Offene Aufgaben.
**1)** Gib aus dem Text über Jean-Pascal Tricoire die Stelle wortgetreu wieder, die bei den Worten „Jean-Pascal Tricoire ist“ beginnt. Hör nach „wächst seit Jahren.“ auf.
**2)** Wie viel kostete die Übernahme von American Power Conversion laut dem Text über Jean-Pascal Tricoire?
**3)** Schreib den Text über Jean-Pascal Tricoire nach seinem letzten Satz fort.

Jean-Pascal Tricoire ist kein Mann, der lange zögert. Rückblick, Mai 2006: Der Franzose wurde soeben zum neuen CEO des Elektronikkonzerns Schneider Electric bestellt. Nur sechs Monate später brachte er die Übernahme der US-amerikanischen American Power Conversion unter Dach und Fach. Die Kosten für die Akquisition des Weltmarktführers für Secured Power Systems (sichere Stromversorgung) beliefen sich auf 6,1 Milliarden US-$ (der Nettowert des Unternehmens machte damals 4,3 Milliarden € aus). Damit setzte Tricoire erst einmal den Fokus auf US-amerikanische Technologie fort. Doch im letzten Jahrzehnt sollte er den französischen Traditionskonzern auf vollkommen neue Beine stellen. Und dieser wächst seit Jahren.

Bereitgestellte Angaben.
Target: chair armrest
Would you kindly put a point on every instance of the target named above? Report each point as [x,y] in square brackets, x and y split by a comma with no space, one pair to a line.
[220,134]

Gelöste Aufgaben.
**1)**
Jean-Pascal Tricoire ist kein Mann, der lange zögert. Rückblick, Mai 2006: Der Franzose wurde soeben zum neuen CEO des Elektronikkonzerns Schneider Electric bestellt. Nur sechs Monate später brachte er die Übernahme der US-amerikanischen American Power Conversion unter Dach und Fach. Die Kosten für die Akquisition des Weltmarktführers für Secured Power Systems (sichere Stromversorgung) beliefen sich auf 6,1 Milliarden US-$ (der Nettowert des Unternehmens machte damals 4,3 Milliarden € aus). Damit setzte Tricoire erst einmal den Fokus auf US-amerikanische Technologie fort. Doch im letzten Jahrzehnt sollte er den französischen Traditionskonzern auf vollkommen neue Beine stellen. Und dieser wächst seit Jahren.

**2)** 6,1 Milliarden US-$.

**3)**
In mehr als 100 Ländern aktiv
Schneider Electric ist heute Marktführer bei Energiemanagement (Mittel- und Niederspannung sowie sichere Spannungsversorgung) und Steuerungs- und Automatisierungstechnik. 2018 stieg der Umsatz organisch um 6,6 % auf 25,7 Milliarden € (2007 betrug der Umsatz noch 17,3 Milliarden €). Die beiden grössten Märkte – die Region Asien-Pazifik und Nordamerika – machten mehr als die Hälfte des Gesamtumsatzes aus. Das bereinigte EBITDA betrug knapp 3,9 Milliarden €, das Nettoergebnis stieg um 8,6 % auf 2,3 Milliarden € – ein neuer Rekord für den Konzern. Insgesamt beschäftigt Schneider Electric weltweit 137.000 Mitarbeiter in mehr als 100 Ländern. Auf der „Forbes 2000“-Liste der grössten Unternehmen weltweit rangiert der Konzern auf Platz 256.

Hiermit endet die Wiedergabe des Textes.